__HOW TO COMPLETE THIS TASK__
Quote exactly and only this range of lines in the data below: the line that holds "Target: wet asphalt road" to the line that holds "x=554, y=149", both included.

· · · · · · ·

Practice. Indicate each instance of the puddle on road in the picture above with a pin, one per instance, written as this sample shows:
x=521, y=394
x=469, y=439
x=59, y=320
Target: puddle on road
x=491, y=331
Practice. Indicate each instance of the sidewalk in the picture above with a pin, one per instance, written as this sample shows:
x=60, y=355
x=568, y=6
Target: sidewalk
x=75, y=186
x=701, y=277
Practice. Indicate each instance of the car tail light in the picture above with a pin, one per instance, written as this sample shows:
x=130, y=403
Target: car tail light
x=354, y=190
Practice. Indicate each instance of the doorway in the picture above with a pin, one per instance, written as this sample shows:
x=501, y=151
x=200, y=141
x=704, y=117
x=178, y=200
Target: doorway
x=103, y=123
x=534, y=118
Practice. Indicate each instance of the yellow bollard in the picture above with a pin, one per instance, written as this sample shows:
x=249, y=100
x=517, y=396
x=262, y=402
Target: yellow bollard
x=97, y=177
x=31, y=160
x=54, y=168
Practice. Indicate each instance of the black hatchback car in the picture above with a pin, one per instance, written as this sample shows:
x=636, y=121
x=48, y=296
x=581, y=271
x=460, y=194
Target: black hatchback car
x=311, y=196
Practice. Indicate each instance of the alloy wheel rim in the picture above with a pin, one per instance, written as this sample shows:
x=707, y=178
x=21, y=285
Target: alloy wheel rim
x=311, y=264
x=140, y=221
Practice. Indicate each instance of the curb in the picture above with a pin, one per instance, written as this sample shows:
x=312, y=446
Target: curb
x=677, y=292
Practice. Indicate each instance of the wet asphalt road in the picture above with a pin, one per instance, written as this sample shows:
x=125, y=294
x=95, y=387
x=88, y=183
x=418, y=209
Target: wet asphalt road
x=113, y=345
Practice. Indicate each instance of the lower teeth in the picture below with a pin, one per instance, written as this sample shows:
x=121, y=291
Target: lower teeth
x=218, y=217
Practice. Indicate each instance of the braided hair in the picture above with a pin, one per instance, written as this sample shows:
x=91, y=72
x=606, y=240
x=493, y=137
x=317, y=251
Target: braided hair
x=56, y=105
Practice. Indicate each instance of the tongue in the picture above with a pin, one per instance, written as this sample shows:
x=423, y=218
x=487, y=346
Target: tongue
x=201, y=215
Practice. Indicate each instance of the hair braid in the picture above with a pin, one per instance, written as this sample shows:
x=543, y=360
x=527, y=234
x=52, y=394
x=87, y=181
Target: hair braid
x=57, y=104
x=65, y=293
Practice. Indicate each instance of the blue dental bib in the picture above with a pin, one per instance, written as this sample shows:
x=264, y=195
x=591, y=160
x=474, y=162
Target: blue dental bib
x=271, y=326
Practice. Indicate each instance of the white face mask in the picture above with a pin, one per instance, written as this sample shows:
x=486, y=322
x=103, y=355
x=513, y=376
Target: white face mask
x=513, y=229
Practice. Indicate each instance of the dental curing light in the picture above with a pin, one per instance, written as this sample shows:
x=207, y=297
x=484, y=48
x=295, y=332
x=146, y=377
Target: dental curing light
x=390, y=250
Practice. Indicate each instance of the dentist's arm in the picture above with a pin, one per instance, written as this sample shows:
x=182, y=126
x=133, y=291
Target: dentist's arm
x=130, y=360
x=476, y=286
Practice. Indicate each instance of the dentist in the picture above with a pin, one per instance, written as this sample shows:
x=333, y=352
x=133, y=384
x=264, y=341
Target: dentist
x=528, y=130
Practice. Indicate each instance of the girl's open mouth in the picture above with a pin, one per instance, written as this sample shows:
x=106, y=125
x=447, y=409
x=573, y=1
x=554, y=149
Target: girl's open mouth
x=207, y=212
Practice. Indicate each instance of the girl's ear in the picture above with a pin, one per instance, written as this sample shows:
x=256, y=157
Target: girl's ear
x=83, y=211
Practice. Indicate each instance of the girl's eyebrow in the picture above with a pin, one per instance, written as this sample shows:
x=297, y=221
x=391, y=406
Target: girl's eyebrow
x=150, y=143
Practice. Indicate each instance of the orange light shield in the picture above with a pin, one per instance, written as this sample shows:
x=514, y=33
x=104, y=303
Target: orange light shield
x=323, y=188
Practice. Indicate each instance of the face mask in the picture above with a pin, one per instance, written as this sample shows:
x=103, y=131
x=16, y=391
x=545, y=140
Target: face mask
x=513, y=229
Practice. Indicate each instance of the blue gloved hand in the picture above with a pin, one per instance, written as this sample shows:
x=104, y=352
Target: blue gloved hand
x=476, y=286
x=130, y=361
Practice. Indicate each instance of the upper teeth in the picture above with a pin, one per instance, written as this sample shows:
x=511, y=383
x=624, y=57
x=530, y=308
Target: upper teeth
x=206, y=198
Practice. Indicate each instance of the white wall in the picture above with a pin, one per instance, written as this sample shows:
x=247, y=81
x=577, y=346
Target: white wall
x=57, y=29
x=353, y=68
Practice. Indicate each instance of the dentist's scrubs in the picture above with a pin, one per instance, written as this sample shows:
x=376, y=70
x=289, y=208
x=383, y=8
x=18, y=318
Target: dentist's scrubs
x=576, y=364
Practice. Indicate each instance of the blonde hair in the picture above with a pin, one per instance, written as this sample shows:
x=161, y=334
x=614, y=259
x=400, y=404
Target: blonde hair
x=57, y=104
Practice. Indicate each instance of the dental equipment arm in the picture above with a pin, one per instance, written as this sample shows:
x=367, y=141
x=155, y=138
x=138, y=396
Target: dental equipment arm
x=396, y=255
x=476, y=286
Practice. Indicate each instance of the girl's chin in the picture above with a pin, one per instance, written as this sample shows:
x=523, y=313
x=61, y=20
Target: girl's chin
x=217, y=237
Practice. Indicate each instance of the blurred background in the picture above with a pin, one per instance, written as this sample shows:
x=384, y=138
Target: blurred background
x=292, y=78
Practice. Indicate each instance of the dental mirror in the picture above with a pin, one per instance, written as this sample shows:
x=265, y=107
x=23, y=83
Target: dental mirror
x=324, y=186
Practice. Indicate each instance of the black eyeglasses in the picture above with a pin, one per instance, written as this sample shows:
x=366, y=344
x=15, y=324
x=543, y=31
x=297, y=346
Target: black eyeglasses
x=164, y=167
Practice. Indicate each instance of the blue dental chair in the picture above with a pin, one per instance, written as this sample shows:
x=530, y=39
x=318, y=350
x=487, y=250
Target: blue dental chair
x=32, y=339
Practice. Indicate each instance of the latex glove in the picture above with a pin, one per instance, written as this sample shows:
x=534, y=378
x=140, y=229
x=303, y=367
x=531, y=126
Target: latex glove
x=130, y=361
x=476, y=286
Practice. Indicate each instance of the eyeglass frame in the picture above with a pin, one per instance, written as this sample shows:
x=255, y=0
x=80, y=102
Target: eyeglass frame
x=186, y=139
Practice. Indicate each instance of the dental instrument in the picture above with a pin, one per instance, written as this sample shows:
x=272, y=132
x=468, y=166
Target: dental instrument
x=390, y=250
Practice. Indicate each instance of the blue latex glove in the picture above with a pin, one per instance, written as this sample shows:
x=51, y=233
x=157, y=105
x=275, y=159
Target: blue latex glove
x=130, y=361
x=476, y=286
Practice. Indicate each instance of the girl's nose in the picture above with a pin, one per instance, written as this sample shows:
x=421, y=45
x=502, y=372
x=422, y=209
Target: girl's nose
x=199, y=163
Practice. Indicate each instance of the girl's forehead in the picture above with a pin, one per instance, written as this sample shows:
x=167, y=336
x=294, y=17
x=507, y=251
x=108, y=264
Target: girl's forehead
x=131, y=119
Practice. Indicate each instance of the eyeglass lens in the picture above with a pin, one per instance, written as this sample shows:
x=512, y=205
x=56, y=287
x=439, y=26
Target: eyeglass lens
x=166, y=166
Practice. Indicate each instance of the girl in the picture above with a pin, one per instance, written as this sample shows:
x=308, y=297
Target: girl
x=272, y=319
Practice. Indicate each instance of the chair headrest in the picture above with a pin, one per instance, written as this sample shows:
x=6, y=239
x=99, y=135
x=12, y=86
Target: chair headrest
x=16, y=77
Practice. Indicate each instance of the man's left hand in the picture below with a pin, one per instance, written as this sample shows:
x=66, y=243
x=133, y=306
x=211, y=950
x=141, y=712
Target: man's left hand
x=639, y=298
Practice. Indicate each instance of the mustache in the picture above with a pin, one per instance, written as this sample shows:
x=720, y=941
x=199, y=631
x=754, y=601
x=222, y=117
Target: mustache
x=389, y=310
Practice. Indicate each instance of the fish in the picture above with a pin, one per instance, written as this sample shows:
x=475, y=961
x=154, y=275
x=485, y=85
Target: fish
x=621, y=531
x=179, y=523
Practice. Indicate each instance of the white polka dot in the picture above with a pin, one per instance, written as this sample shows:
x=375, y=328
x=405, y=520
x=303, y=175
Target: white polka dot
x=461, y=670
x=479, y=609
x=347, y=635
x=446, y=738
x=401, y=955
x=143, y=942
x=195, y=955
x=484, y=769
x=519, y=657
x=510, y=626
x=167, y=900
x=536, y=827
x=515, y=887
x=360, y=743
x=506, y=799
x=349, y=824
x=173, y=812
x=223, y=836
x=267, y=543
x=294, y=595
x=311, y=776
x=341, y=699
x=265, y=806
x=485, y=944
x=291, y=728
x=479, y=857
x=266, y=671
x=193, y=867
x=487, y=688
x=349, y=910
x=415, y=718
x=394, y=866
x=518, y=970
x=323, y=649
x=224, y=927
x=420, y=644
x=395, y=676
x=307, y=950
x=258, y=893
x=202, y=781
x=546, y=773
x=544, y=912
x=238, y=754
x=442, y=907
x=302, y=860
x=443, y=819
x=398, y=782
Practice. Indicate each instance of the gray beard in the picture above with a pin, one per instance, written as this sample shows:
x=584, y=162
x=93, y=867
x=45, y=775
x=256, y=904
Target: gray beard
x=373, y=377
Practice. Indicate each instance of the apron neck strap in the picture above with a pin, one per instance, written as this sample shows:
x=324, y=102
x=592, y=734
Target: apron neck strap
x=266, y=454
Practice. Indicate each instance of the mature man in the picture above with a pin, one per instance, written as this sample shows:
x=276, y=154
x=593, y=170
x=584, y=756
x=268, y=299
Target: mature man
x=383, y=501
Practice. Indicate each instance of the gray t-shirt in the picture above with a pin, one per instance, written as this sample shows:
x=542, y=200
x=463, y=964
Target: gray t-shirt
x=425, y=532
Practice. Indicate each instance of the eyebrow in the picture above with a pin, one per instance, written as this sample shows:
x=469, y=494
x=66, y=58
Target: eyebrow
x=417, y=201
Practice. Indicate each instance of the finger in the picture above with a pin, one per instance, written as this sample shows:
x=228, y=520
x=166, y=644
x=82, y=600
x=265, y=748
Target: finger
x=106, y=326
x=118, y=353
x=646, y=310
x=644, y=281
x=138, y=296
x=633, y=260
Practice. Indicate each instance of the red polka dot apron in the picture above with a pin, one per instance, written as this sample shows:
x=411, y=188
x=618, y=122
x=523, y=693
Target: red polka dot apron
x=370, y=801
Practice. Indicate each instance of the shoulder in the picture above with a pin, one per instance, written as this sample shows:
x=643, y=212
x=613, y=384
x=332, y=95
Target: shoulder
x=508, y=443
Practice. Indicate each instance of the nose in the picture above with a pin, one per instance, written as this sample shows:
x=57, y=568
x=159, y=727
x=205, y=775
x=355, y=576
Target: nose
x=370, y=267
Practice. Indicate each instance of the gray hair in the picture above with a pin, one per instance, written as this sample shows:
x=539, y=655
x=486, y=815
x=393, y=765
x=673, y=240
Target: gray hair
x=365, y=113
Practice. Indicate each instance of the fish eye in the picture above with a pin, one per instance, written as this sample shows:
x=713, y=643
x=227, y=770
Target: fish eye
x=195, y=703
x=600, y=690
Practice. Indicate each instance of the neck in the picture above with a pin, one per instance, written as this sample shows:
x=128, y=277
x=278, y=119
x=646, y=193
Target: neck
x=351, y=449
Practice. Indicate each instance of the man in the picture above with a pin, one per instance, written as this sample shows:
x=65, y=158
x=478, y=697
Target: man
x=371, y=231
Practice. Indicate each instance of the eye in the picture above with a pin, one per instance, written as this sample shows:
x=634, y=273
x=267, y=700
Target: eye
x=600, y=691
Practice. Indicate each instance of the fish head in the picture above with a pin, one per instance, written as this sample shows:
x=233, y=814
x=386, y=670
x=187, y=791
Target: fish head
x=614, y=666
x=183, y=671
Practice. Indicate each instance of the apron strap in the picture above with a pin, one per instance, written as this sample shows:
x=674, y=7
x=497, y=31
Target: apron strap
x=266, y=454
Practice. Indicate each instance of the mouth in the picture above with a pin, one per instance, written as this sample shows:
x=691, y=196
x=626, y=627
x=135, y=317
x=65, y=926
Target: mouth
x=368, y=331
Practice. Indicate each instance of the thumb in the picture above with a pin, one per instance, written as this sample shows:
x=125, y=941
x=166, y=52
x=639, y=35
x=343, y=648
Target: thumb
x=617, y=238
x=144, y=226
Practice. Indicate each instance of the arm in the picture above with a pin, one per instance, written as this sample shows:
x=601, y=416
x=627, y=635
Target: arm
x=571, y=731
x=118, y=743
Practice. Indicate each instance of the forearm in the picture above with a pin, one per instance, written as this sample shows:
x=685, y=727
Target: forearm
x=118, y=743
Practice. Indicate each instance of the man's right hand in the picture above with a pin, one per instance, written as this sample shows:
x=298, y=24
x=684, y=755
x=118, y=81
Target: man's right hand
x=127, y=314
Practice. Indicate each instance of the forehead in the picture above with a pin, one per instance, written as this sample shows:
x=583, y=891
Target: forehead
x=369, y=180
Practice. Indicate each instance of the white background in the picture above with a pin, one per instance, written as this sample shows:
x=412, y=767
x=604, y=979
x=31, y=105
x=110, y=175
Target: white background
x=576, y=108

· · · · · · ·

__RESPONSE TO THIS TASK__
Target: wet asphalt road
x=113, y=345
Practice. Indicate each instance of the lower teeth in the picture below with a pin, one per instance, written as this sample shows:
x=121, y=291
Target: lower teeth
x=218, y=217
Practice. Indicate each instance of the braided hair in the picture above with a pin, one per instance, written as this sample shows:
x=91, y=72
x=606, y=240
x=493, y=137
x=317, y=251
Target: braided hair
x=56, y=105
Practice. Indicate each instance of the tongue in the picture above with a pin, one per instance, written as this sample shows:
x=423, y=218
x=487, y=346
Target: tongue
x=201, y=215
Practice. Indicate each instance of the hair braid in the picture above with a pin, one per instance, written as this sample shows:
x=543, y=360
x=527, y=234
x=52, y=394
x=87, y=181
Target: hair braid
x=57, y=104
x=65, y=293
Practice. Indicate each instance of the blue dental bib in the picture above with a pin, one per instance, written as this sample shows:
x=264, y=195
x=591, y=160
x=474, y=162
Target: blue dental bib
x=271, y=326
Practice. Indicate each instance of the white face mask in the picture above with a pin, one per instance, written as this sample shows:
x=486, y=322
x=103, y=355
x=513, y=376
Target: white face mask
x=513, y=229
Practice. Indicate each instance of the dental curing light in the picture above with a pin, one per instance, written as this sample shows:
x=207, y=297
x=484, y=48
x=295, y=332
x=146, y=377
Target: dental curing light
x=390, y=250
Practice. Indicate each instance of the dentist's arm in the picture above with a pin, one per instance, written as this sample shows:
x=182, y=126
x=133, y=291
Target: dentist's arm
x=130, y=360
x=476, y=286
Practice. Indicate each instance of the dentist in the picture above with a pin, one per instance, written as this sample shows:
x=333, y=352
x=133, y=384
x=264, y=341
Target: dentist
x=528, y=130
Practice. Indicate each instance of the girl's open mouth in the picture above with a pin, one per instance, written as this sample shows:
x=106, y=125
x=447, y=409
x=573, y=1
x=554, y=149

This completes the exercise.